[start]

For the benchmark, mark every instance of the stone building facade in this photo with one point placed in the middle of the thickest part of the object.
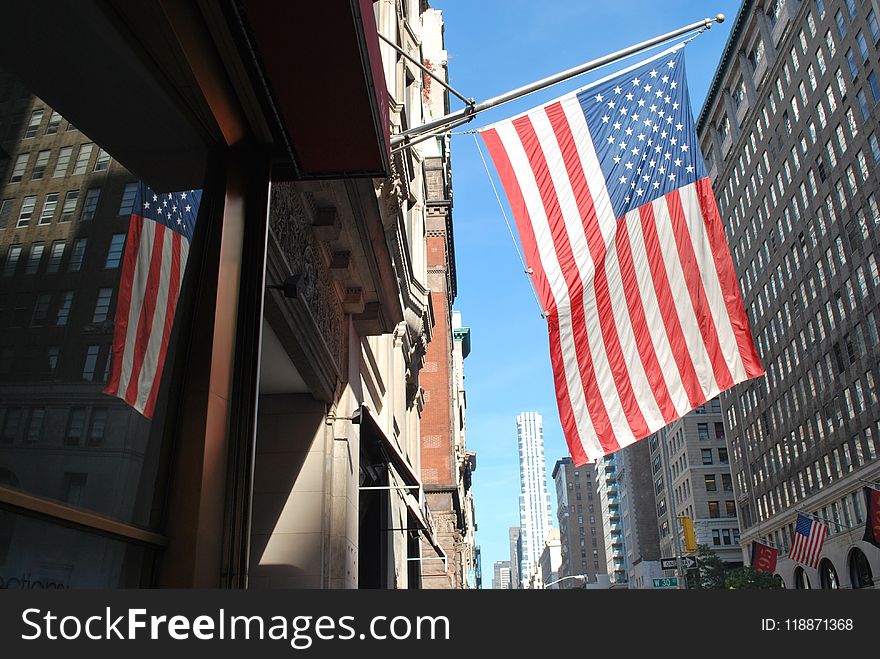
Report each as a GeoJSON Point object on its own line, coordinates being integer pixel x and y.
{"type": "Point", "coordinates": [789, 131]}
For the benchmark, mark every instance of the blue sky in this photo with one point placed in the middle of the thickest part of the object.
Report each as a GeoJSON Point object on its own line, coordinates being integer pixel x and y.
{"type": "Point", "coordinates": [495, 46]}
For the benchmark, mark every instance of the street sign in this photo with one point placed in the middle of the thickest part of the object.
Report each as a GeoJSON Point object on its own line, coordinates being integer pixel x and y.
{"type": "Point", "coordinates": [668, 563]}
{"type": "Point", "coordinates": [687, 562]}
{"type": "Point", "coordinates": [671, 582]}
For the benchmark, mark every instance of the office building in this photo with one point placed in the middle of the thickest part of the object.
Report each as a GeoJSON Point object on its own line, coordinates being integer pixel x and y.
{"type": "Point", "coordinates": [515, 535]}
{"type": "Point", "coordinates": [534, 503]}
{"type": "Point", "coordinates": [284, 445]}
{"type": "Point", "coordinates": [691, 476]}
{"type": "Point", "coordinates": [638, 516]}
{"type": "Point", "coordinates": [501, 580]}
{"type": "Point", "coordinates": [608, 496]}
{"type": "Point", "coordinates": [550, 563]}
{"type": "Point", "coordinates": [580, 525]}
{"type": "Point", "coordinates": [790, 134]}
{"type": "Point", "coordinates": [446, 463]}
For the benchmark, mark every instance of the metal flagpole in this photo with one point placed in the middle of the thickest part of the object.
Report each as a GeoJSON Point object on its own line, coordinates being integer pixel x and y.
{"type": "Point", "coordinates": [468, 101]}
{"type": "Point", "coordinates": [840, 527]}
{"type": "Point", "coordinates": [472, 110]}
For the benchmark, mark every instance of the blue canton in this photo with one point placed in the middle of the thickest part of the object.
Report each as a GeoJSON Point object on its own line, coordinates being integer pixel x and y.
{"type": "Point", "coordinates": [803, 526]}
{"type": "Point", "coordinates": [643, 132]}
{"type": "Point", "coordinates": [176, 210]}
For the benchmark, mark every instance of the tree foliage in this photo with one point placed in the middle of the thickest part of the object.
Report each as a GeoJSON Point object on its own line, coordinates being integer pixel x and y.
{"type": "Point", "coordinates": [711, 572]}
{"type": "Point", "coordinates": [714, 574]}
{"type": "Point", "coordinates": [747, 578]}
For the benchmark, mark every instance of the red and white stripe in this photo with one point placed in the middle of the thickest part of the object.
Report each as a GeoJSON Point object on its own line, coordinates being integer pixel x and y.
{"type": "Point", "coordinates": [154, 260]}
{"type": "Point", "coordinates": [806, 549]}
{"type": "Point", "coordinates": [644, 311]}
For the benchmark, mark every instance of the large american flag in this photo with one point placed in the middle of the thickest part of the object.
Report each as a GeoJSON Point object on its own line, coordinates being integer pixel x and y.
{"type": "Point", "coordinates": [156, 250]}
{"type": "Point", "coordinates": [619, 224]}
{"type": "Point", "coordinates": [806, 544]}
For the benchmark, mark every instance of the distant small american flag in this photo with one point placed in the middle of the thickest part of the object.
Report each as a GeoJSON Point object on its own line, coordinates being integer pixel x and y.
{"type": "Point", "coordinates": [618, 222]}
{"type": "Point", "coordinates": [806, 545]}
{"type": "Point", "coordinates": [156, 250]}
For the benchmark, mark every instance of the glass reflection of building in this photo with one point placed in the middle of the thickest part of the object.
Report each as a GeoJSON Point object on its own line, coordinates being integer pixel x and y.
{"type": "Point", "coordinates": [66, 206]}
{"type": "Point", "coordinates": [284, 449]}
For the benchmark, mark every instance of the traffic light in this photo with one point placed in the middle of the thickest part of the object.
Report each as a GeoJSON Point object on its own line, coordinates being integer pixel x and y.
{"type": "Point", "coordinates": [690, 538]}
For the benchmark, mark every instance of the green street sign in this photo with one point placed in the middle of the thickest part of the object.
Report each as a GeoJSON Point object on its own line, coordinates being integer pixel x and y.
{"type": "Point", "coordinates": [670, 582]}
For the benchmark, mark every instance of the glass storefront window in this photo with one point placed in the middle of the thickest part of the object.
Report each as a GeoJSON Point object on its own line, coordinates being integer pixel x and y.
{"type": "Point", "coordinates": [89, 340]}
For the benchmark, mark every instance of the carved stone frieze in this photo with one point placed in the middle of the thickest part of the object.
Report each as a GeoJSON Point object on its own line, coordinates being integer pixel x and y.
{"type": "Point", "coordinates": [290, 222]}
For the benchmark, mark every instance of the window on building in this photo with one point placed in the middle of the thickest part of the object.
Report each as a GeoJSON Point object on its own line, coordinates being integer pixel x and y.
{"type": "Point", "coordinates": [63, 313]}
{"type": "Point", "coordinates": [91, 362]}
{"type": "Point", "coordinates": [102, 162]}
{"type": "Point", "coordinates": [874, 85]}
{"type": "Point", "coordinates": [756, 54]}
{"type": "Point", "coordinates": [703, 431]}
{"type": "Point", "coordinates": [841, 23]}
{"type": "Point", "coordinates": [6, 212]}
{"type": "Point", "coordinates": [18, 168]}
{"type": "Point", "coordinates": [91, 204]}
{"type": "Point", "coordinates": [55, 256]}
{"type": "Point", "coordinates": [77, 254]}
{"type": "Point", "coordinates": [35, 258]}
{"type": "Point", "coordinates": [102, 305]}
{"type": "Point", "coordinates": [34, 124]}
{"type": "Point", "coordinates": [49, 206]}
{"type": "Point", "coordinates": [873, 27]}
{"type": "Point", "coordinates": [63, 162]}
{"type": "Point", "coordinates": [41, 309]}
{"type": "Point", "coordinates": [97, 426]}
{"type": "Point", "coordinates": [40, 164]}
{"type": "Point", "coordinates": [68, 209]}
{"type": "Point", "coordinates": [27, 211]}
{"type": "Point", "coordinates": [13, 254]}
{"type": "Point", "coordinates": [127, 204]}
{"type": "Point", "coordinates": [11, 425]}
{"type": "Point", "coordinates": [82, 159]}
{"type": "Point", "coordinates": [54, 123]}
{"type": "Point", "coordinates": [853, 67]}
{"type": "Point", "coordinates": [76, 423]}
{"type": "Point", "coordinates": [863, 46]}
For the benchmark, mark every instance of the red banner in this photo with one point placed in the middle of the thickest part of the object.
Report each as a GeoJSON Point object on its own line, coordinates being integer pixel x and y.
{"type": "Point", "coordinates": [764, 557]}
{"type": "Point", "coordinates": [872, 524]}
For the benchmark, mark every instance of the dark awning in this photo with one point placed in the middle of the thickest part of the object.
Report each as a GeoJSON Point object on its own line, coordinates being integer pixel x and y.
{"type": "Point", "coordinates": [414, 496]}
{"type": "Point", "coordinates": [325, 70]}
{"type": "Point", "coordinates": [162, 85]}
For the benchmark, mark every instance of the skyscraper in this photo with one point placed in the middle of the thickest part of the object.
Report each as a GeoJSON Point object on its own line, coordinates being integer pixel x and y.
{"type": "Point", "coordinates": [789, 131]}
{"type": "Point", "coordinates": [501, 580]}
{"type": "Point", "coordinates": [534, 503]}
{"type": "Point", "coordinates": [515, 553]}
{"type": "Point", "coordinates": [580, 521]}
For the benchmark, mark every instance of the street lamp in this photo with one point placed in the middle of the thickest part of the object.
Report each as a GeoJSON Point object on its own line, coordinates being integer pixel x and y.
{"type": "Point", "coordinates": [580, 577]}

[end]

■ AIM OF THE EXERCISE:
Print the lines above verbatim, beginning with the line that contains "For the benchmark, mark every instance of the dark" and ending with the last line.

■ SOLVED PROBLEM:
For the benchmark, mark every instance of the dark awning in this photo with one point placed in the middle of the thickest part of the object.
Report each as a GeoJSON Point object on its own line, coordinates being integer pixel x and y.
{"type": "Point", "coordinates": [414, 496]}
{"type": "Point", "coordinates": [325, 70]}
{"type": "Point", "coordinates": [162, 85]}
For the benchmark, mark every instance of the skyscraper in this photo with one point placed in the middle of the thickest part of the object.
Report each as a GeoJSON Point object on its own line, coordinates being integer pixel x and y.
{"type": "Point", "coordinates": [789, 131]}
{"type": "Point", "coordinates": [501, 580]}
{"type": "Point", "coordinates": [534, 503]}
{"type": "Point", "coordinates": [515, 553]}
{"type": "Point", "coordinates": [580, 521]}
For the benchmark, mark every instance of the street lamp in this photo with one point placed in the middle of the thickest part of the object.
Report each as a GeoJSON Point object on its own line, coordinates being integer pixel x and y.
{"type": "Point", "coordinates": [580, 577]}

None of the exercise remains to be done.